- **Task statement**: Pick up the article on rising AFL concussion cases after its final sentence and carry it forward.

Legislators at AFL House are being called on to amend the pre-season programs of competing clubs in an effort to help curb the rise of recorded concussion cases.

Such requests, put forth by concussion crusader and pioneering player manager Peter Jess, come in the wake of a 15 per cent spike in cases between the commencement of the 2021  and the cessation of the 2022 AFL seasons.

According to research reported by News Corp, from New Year's Day until the close of the most recent season in September, 121 separate concussions were recorded - up from 103 in 2021.

While the lion's share was recorded during the rough and tumble of the regular season, a number were also chalked up during pre-season contact drills gone wrong.

Although mandatory 12-day waiting periods following recorded cases have played a role in allowing afflicted players to recover rather than be rushed back, Jess stressed that a chance to dial back pre-season collision courses would add further aid.

“The fundamental question is do we accept we want a dangerous game that accepts 120 brain traumas a year?" Jess said in conversation with The Herald Sun.

“The last three years we have seen a steady increase from 96 to 102 to 121.

Dataset entries

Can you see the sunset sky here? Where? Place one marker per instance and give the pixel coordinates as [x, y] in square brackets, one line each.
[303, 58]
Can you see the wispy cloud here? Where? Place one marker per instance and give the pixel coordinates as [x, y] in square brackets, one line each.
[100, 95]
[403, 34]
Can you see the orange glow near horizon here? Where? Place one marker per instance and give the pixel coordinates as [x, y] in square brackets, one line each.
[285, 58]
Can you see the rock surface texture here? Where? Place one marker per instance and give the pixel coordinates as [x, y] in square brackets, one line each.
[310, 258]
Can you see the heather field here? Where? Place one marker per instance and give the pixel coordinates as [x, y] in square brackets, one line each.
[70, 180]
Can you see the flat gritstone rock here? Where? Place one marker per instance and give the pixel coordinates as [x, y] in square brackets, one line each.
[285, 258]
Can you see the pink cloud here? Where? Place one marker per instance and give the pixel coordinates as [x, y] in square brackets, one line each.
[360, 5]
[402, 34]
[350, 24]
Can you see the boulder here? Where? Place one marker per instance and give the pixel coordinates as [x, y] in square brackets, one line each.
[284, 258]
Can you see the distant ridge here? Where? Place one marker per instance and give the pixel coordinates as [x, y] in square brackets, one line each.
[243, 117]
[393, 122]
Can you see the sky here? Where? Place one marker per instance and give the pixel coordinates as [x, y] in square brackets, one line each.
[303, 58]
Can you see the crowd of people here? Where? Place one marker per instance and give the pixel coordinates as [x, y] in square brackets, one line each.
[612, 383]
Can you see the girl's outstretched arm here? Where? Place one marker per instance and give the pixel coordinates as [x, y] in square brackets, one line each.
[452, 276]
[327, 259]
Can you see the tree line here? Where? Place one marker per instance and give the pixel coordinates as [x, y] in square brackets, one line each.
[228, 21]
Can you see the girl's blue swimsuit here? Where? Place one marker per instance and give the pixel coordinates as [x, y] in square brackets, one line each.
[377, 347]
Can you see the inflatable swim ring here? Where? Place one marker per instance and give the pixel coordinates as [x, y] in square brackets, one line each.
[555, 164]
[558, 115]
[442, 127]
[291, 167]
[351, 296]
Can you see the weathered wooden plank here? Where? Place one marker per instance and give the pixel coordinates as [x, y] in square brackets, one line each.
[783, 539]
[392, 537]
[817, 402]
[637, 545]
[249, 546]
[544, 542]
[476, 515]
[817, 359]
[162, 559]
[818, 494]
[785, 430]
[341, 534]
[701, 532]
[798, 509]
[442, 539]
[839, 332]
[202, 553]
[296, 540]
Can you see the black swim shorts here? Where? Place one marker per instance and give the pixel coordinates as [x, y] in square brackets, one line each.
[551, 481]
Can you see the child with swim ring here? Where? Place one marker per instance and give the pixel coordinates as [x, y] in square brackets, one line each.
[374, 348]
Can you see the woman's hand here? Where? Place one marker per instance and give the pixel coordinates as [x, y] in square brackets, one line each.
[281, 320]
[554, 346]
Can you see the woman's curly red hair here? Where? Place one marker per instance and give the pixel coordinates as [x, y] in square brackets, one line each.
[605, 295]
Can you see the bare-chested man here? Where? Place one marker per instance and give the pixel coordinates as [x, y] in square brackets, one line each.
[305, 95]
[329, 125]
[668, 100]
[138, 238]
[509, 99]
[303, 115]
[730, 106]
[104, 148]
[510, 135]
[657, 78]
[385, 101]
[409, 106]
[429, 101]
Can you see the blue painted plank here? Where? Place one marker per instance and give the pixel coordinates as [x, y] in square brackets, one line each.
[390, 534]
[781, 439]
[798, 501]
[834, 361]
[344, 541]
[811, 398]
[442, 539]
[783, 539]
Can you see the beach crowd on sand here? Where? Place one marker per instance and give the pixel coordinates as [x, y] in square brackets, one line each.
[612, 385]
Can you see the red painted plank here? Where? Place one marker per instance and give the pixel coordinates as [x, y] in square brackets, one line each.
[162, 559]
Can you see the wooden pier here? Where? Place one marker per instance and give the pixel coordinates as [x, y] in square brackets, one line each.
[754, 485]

==

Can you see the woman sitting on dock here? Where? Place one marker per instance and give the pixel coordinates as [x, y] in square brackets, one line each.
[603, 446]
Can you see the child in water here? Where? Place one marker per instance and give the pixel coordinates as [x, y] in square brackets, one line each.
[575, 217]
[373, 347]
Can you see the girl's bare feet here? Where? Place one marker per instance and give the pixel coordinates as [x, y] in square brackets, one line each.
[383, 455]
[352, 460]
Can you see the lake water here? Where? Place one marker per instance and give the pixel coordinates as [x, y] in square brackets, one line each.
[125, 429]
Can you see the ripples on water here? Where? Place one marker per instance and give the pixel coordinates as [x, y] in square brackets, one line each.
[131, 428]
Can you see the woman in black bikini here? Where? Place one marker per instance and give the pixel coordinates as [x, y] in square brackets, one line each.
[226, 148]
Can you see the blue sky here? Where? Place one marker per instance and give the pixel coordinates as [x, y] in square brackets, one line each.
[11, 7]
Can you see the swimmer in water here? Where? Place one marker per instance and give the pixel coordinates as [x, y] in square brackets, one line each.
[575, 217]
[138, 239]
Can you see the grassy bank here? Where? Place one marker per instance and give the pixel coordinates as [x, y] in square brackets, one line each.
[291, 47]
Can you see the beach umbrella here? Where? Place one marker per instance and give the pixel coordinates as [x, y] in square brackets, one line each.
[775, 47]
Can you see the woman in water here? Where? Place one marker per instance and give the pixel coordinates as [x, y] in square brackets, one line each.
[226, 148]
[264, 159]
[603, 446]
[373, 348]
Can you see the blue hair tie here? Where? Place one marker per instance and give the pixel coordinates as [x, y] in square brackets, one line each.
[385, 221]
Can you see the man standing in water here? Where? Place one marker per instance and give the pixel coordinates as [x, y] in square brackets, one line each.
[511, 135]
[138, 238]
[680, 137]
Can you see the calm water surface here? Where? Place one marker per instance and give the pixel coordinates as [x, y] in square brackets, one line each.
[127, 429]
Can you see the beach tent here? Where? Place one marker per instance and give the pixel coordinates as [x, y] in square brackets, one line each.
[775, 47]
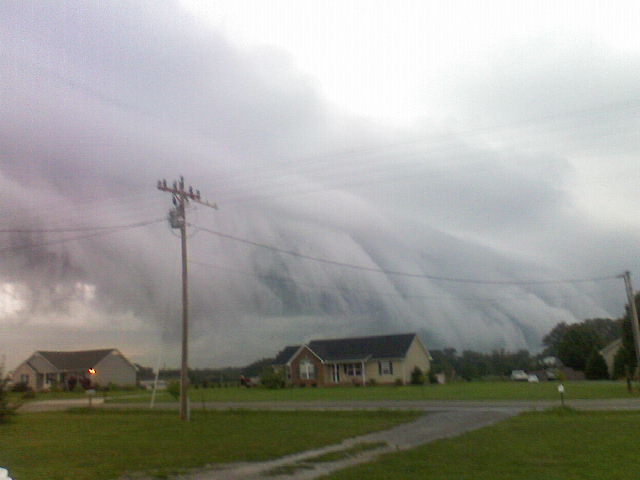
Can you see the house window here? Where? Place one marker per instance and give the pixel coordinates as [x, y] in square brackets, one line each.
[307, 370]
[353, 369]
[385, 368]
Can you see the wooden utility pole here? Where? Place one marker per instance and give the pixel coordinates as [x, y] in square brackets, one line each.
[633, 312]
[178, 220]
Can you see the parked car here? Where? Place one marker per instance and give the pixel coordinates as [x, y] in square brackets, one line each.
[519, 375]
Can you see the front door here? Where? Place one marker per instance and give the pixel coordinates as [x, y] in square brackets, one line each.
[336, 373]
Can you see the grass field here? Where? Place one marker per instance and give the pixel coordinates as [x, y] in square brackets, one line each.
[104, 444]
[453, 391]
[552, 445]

* * *

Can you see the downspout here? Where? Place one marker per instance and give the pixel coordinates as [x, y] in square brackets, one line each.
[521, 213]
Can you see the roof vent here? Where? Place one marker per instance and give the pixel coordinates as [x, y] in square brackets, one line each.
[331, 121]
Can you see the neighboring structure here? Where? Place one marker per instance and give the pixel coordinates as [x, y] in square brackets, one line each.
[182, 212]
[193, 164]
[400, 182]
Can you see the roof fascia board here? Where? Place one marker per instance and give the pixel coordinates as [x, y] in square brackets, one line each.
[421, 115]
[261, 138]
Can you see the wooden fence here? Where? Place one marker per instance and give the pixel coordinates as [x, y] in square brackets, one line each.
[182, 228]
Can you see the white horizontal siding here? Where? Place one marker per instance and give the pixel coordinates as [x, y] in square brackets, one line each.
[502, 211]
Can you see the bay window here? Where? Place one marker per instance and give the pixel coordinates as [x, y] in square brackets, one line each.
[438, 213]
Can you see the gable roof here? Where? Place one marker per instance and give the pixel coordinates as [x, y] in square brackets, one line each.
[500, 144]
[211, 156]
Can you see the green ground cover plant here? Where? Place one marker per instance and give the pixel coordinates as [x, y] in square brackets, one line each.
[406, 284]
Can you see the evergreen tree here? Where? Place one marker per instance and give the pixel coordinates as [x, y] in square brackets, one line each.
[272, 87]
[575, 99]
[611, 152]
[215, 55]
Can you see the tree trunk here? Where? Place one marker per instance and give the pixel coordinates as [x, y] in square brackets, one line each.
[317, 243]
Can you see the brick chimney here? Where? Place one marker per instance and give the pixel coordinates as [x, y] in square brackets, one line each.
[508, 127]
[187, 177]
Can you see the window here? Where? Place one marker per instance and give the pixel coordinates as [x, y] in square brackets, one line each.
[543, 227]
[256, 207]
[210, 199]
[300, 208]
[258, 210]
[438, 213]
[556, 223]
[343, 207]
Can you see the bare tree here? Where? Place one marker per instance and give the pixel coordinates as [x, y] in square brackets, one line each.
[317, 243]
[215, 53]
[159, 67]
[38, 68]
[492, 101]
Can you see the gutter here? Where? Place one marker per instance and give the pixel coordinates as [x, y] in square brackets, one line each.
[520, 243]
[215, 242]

- **Exercise output**:
“The doctors have the same diagnostic techniques so there are more concussions.

“We have to eliminate full-tackle training drills because we know repeated collisions cause issues. It's not just repeated head knocks, it is repeated collisions.

“You don't need to get hit in the head to have brain damage, it's the transfer of energy. When you have a stop-start motion your brain keeps moving forward.

“We need a clear target for the number of concussions and then we need to find ways to reduce it. Rather than only focusing on treatment, we need to focus on prevention and mitigation and we aren't doing enough”.

Throughout the course of the 2022 season, 11 AFL-listed players recorded multiple concussions, with Bulldog Anthony Scott ruled out on three separate occasions.